SET PROBLEM: In every row below, change "per instance" to "per occurrence" and keep the rest of the text the same.

RECORDED DATA:
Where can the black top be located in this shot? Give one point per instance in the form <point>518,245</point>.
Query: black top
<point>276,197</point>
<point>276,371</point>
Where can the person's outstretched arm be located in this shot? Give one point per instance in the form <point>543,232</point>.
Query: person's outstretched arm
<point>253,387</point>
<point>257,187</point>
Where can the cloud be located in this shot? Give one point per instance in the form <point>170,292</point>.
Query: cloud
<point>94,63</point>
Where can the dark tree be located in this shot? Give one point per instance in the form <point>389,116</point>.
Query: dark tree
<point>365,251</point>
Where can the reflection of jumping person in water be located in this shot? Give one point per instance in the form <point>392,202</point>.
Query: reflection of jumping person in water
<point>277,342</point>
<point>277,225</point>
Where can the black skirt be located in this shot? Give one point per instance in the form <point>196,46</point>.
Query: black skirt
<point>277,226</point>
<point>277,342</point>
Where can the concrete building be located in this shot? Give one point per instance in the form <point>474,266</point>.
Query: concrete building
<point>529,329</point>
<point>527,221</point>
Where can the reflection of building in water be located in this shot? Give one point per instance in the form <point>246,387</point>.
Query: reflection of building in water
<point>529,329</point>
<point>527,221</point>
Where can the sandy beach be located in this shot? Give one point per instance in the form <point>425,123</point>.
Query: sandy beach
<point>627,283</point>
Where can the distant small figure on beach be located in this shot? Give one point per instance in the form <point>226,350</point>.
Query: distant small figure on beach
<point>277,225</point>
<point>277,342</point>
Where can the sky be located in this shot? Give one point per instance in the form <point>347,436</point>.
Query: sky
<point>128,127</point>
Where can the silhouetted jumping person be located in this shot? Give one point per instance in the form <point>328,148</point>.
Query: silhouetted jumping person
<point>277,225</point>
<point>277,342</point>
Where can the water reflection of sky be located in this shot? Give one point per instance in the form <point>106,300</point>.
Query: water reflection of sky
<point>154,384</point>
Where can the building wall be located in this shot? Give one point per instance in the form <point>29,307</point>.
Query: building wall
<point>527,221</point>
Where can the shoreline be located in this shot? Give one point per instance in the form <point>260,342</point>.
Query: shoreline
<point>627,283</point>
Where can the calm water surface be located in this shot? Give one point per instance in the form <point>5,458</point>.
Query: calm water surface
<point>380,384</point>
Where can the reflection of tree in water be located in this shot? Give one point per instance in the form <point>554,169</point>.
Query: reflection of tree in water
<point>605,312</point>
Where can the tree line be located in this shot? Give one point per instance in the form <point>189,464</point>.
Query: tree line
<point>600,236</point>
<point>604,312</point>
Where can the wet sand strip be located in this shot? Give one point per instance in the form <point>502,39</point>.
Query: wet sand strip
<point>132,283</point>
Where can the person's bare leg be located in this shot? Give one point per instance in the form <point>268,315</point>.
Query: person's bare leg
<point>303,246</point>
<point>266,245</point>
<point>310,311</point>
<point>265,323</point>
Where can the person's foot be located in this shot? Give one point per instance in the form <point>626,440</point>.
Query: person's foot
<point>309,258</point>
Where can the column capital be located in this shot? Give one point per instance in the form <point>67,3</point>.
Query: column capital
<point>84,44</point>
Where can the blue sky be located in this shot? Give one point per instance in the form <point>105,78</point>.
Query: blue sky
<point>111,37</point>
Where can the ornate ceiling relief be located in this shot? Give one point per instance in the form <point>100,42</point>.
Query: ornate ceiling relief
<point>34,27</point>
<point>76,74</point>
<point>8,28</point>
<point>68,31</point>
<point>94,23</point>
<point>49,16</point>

FINAL ANSWER:
Where can the black top be located in this shot? Give one point per occurrence in the form <point>518,245</point>.
Query: black top
<point>276,197</point>
<point>276,371</point>
Where can the person's outstretched arm be located in this shot? Give one point per occurrence in the form <point>543,232</point>.
Query: person's outstretched arm
<point>253,387</point>
<point>257,187</point>
Where can the cloud be located in this shot? Give one point per occurrence in the form <point>170,292</point>.
Query: cloud
<point>94,63</point>
Where can the dark tree be located in this shot? Give one point per occurrence in the form <point>389,116</point>.
Query: dark tree
<point>365,251</point>
Where can the reflection of jumping person in water be located in this shot? Give one point per occurrence in the form <point>392,202</point>.
Query: reflection of jumping person in water
<point>277,342</point>
<point>277,225</point>
Where can the black skirt be located in this shot? Give one point per occurrence in the form <point>196,46</point>.
Query: black skirt
<point>277,226</point>
<point>277,342</point>
Where can the concrete building be located in this shot? Give one point per occurrence in the form <point>474,266</point>.
Query: concrete building
<point>529,329</point>
<point>527,221</point>
Where can the reflection of building in water be located in this shot? Give one point per occurrence in the form <point>246,387</point>.
Query: reflection of building in water
<point>529,329</point>
<point>527,221</point>
Where can the sandy beach be located in this shot? Give one point per occurrence in the form <point>425,123</point>.
Query: sandy beach
<point>627,283</point>
Where can the distant small figure on beach be located in this shot? Give one point per occurrence in the form <point>226,350</point>.
Query: distant small figure on beach
<point>277,225</point>
<point>277,342</point>
Where can the sky be located in this shot? Give one point per occurrence in the form <point>347,436</point>.
Query: sky
<point>128,127</point>
Where can the silhouetted jumping person be located in this shot? Give one point per occurrence in the form <point>328,148</point>.
Query: silhouetted jumping person
<point>277,225</point>
<point>277,342</point>
Where can the water reflection of sky be located in this shot? Give one point per occurrence in the form <point>106,300</point>.
Query: water reflection of sky
<point>154,384</point>
Where can the building wall be located in this shot? Give one point per occurrence in the form <point>29,307</point>.
Query: building wall
<point>527,221</point>
Where can the shoreline be located in this shot? Give one point per occurrence in the form <point>260,342</point>.
Query: shoreline
<point>627,283</point>
Where can the calm water surface be located in this shot? Give one point per occurrence in the form <point>5,458</point>.
Query: calm water surface
<point>380,384</point>
Where can the reflection of tree in water be located in this shot? Give one point per occurrence in the form <point>554,169</point>.
Query: reflection of tree in water
<point>605,312</point>
Where can the tree line be located in this shot? Give one point per occurrence in the form <point>189,464</point>.
Query: tree line
<point>600,236</point>
<point>604,312</point>
Where can the wet sand strip be located in this shot? Give one point per occurrence in the form <point>502,39</point>.
Query: wet sand strip
<point>132,283</point>
Where can the person's bare leg be located in this shot? Give one point per occurrence in the form <point>268,315</point>.
Query: person's bare leg
<point>303,246</point>
<point>266,245</point>
<point>310,311</point>
<point>265,323</point>
Where can the person's foot be located in this shot? Give one point per occurrence in the form <point>626,440</point>.
Query: person's foot
<point>309,258</point>
Where can the column capital be located in this shot? Give one point per occurrence in the form <point>67,3</point>.
Query: column capital
<point>84,44</point>
Where can the blue sky be located in this shot? Give one point per occurrence in the form <point>105,78</point>.
Query: blue sky
<point>111,37</point>
Where can the ornate ceiling relief be located in this shot? Give one point per occurrence in the form <point>100,42</point>.
Query: ornate ceiling relief
<point>34,27</point>
<point>76,74</point>
<point>8,28</point>
<point>68,31</point>
<point>94,23</point>
<point>49,16</point>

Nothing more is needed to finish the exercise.